Sojourner Truth Organization was a new communist group formed in the winter of 1969, prominent in the Midwest through 1985. Oriented towards organization in the workplace, and named after African American activist Sojourner Truth, the organization distinguished itself from other New Left groups in its critical approach to the role of race in the formation of the American working class.

History and ideology 
Noel Ignatiev, a former leader of the Students for a Democratic Society, became a prominent member of the STO, and expressed the group's sentiment:

in modern industrial societies, bourgeois rule depends on the development of a variety of "systems" that channel the outbreaks of the exploited class and allow their absorption by capital; that the specifically American framework for this process is the white-skin privilege system — the conferring of a favored status on the white sector of the proletariat; and that the trade unions cannot be understood apart from this framework.

Ignatiev would later contribute to the formulation of critical race theory, and edit Race Traitor magazine.

Records:
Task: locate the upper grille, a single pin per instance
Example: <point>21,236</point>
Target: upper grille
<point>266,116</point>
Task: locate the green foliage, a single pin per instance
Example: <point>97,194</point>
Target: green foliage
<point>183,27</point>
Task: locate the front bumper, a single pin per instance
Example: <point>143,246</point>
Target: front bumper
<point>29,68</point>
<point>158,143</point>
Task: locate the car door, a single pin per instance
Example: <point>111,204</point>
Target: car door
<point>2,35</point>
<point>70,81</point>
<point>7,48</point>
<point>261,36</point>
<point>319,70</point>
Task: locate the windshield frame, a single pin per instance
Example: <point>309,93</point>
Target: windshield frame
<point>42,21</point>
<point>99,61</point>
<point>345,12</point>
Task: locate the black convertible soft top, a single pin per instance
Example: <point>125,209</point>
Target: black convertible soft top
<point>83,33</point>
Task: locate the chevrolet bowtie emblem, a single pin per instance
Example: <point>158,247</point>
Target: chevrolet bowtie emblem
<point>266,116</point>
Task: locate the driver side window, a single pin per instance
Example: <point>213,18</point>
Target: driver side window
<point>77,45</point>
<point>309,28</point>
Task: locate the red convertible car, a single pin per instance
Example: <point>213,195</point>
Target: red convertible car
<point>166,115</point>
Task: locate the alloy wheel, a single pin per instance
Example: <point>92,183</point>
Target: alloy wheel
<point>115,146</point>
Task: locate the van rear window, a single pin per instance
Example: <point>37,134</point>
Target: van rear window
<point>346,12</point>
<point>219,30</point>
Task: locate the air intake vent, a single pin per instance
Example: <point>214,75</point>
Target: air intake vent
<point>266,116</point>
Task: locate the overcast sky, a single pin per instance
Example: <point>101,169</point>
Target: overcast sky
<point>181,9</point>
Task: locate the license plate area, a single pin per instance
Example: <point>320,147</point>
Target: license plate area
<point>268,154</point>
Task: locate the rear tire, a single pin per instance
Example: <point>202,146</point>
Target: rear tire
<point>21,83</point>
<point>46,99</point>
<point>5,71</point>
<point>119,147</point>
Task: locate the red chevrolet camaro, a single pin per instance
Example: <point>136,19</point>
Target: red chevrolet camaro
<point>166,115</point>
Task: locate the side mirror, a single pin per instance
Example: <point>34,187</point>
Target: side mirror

Required actions:
1. List each claim in the quoted statement of the group's sentiment in the passage on the Sojourner Truth Organization.
2. Carry the passage on the Sojourner Truth Organization forward from its final sentence.

Results of the exercise:
1.
1. In modern industrial societies, bourgeois rule depends on the development of a variety of "systems" that channel the outbreaks of the exploited class and allow their absorption by capital.
2. The specifically American framework for this process is the white-skin privilege system, the conferring of a favored status on the white sector of the proletariat.
3. The trade unions cannot be understood apart from this framework.

2.
According to historian Michael Staudenmaier, "The Sojourner Truth Organization was founded in Chicago at the end of 1969, partly by people who had been involved with the RYM II faction of the recently crumbled SDS. The group largely turned its back on the student milieu, and instead focused its efforts on what has been variously called "industrial concentration" or "(point of) production work." This focus dominated the group's first several years, until the mid-1970s. During this time, the bulk of the membership (close to 50 people at some points) was employed full-time in a variety of factories throughout the Chicago area. In this context, the group agitated for what it called mass revolutionary independent workers' organizations, built alliances with black and Latino revolutionaries in workplaces, and struggled around a variety of campaigns that reflected the group's strategic orientation of placing the struggle against white supremacy front and center. Since STO was the first post-new left group in Chicago to emphasize production work, it was able to tap into and relate to a strikingly broad range of workplace struggles, wildcat strikes, and independent organizing efforts. Some of the best stories told by former members focus on these experiences. Still, the failure to build any sort of lasting momentum (much less a mass organization) caused STO to reflect critically on the limitations of industrial concentration as the group had practiced it throughout the early 1970s.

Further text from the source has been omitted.